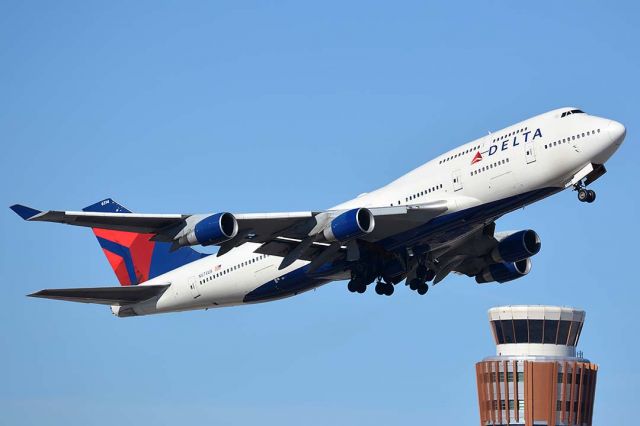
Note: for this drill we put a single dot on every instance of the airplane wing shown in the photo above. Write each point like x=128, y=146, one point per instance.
x=255, y=227
x=474, y=251
x=104, y=295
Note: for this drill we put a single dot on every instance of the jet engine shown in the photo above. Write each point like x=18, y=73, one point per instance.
x=350, y=224
x=517, y=246
x=214, y=229
x=504, y=272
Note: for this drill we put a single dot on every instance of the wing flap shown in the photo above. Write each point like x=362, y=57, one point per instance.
x=104, y=295
x=130, y=222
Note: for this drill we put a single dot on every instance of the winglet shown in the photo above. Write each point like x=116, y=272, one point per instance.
x=25, y=212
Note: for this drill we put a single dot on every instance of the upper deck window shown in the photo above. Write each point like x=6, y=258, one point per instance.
x=573, y=111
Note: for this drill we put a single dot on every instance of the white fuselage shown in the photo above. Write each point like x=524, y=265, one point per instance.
x=543, y=152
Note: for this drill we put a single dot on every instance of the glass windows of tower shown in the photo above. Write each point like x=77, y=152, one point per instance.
x=522, y=334
x=550, y=331
x=573, y=111
x=537, y=331
x=507, y=331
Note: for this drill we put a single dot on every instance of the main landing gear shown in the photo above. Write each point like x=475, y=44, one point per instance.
x=419, y=283
x=585, y=195
x=384, y=288
x=359, y=286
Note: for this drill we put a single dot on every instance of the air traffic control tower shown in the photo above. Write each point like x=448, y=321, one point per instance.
x=536, y=377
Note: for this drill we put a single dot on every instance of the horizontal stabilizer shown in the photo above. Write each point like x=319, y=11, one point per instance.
x=104, y=295
x=25, y=212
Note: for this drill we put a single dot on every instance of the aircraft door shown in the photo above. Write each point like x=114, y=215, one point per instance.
x=457, y=183
x=193, y=287
x=530, y=152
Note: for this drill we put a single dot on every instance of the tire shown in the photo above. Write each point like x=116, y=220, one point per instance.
x=388, y=289
x=431, y=274
x=415, y=284
x=583, y=195
x=421, y=271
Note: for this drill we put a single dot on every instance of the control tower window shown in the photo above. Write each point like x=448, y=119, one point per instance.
x=507, y=331
x=520, y=327
x=550, y=331
x=497, y=327
x=535, y=331
x=573, y=333
x=563, y=332
x=573, y=111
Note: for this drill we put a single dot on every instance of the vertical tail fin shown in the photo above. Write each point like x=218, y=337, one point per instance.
x=134, y=257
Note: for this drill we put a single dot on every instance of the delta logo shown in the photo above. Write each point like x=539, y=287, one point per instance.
x=506, y=144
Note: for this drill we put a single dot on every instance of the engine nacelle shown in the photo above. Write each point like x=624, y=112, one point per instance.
x=517, y=246
x=504, y=272
x=214, y=229
x=350, y=224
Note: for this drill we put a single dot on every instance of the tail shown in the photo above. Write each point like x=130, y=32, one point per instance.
x=134, y=257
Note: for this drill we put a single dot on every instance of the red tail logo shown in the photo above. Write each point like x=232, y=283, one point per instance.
x=476, y=158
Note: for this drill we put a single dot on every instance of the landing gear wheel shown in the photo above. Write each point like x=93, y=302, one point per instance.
x=414, y=284
x=356, y=286
x=388, y=289
x=422, y=290
x=431, y=274
x=421, y=272
x=583, y=195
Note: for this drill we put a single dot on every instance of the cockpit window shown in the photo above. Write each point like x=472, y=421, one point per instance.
x=573, y=111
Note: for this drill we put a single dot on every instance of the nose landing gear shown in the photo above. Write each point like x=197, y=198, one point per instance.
x=384, y=288
x=585, y=195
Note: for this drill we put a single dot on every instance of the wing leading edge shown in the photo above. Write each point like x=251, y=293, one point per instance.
x=104, y=295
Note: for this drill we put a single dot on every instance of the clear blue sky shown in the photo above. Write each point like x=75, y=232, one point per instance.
x=269, y=106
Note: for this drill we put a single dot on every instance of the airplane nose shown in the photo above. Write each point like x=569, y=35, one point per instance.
x=617, y=132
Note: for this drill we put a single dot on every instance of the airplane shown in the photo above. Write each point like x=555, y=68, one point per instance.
x=435, y=220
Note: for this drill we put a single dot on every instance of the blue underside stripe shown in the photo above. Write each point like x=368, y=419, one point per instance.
x=449, y=226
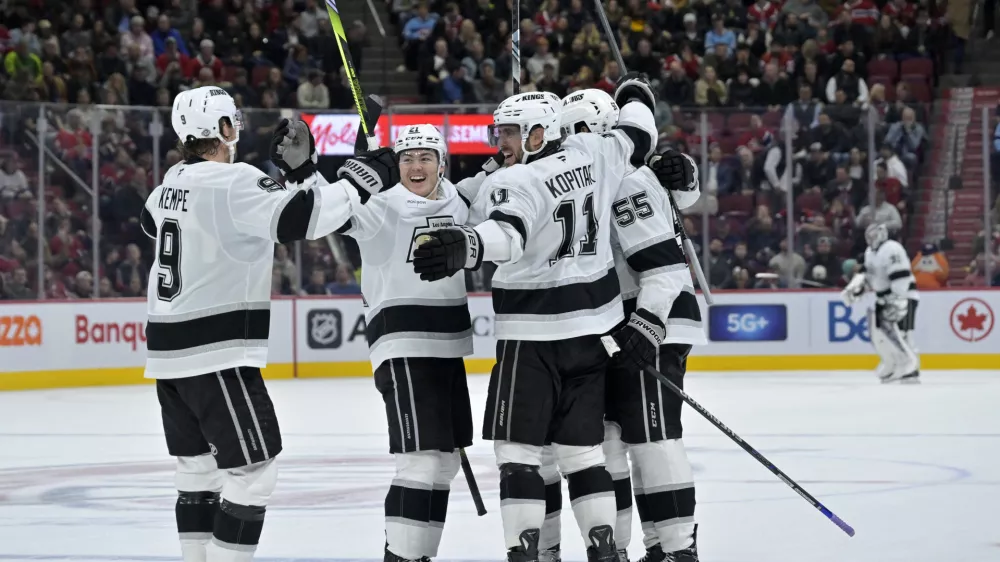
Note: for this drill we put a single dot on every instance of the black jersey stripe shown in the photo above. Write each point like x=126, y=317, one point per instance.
x=661, y=254
x=217, y=328
x=418, y=318
x=557, y=300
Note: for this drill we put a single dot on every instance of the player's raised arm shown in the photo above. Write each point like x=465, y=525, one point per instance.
x=310, y=207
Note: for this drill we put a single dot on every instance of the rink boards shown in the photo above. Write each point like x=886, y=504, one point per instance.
x=81, y=343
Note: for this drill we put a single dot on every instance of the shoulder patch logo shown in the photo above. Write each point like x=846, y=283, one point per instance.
x=269, y=185
x=499, y=196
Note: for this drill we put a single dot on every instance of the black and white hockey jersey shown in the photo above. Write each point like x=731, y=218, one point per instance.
x=209, y=294
x=560, y=280
x=887, y=271
x=649, y=259
x=405, y=317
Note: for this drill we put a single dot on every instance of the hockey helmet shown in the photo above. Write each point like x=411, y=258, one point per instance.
x=876, y=234
x=527, y=111
x=591, y=107
x=197, y=112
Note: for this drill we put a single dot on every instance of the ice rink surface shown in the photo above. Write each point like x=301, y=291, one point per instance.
x=84, y=474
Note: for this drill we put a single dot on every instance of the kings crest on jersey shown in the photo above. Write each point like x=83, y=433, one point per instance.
x=209, y=287
x=405, y=316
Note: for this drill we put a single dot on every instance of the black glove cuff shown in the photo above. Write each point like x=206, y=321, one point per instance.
x=301, y=173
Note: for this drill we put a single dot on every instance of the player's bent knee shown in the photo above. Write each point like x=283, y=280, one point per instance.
x=198, y=474
x=250, y=485
x=573, y=458
x=508, y=452
x=419, y=466
x=448, y=469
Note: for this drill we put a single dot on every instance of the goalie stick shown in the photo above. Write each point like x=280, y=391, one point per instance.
x=611, y=347
x=692, y=255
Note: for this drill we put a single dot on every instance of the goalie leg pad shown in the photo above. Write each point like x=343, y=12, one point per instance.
x=198, y=481
x=616, y=453
x=522, y=490
x=551, y=534
x=449, y=465
x=591, y=490
x=667, y=489
x=240, y=519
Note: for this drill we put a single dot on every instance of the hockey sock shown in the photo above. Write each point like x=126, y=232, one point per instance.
x=616, y=459
x=592, y=495
x=450, y=463
x=667, y=490
x=551, y=534
x=522, y=501
x=237, y=532
x=195, y=513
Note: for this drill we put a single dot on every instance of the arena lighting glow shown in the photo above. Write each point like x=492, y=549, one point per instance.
x=335, y=132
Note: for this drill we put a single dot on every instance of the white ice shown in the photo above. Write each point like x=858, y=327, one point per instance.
x=84, y=474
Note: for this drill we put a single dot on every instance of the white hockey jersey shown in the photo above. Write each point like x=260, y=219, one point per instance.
x=209, y=294
x=560, y=282
x=404, y=316
x=887, y=270
x=649, y=259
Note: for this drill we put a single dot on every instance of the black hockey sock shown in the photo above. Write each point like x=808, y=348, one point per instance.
x=408, y=513
x=195, y=513
x=238, y=527
x=591, y=492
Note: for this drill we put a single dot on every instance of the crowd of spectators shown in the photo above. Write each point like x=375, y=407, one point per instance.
x=737, y=80
x=729, y=74
x=85, y=53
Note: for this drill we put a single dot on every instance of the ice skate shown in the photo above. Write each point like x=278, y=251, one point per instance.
x=602, y=545
x=551, y=554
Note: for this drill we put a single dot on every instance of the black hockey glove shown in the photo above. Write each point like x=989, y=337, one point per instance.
x=443, y=253
x=676, y=171
x=371, y=172
x=493, y=163
x=639, y=339
x=634, y=86
x=293, y=150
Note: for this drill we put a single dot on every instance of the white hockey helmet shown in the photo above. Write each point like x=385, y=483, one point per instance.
x=426, y=137
x=197, y=113
x=527, y=111
x=591, y=107
x=876, y=234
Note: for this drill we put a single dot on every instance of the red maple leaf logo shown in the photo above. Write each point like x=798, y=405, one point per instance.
x=972, y=320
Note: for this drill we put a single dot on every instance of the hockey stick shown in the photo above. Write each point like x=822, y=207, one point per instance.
x=515, y=47
x=692, y=255
x=470, y=478
x=368, y=128
x=612, y=347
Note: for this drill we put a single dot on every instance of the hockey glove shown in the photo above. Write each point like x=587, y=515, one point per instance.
x=371, y=172
x=443, y=253
x=893, y=309
x=639, y=339
x=293, y=150
x=675, y=170
x=493, y=163
x=634, y=86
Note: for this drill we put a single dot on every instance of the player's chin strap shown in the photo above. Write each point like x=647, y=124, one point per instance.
x=547, y=148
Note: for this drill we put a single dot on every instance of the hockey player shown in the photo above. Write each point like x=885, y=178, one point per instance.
x=554, y=293
x=417, y=332
x=215, y=224
x=887, y=273
x=642, y=418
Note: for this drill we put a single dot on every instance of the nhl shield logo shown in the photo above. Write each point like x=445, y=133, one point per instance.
x=324, y=329
x=499, y=196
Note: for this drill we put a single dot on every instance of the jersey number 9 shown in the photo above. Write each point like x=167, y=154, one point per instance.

Activity: Begin with the line containing "y=133, one point per instance." and retype it and each line after it through the end of the records, keeping them exact and including nothing more.

Answer box:
Note: for this drill we put a single dot on every instance of the nhl shield logo shown in the photo above. Write each point like x=445, y=133, one point per instance.
x=324, y=329
x=499, y=196
Note: for this drill we put a single dot on every instance of the jersey number 9 shown in the photo above. Write each point like x=167, y=154, one point per instance.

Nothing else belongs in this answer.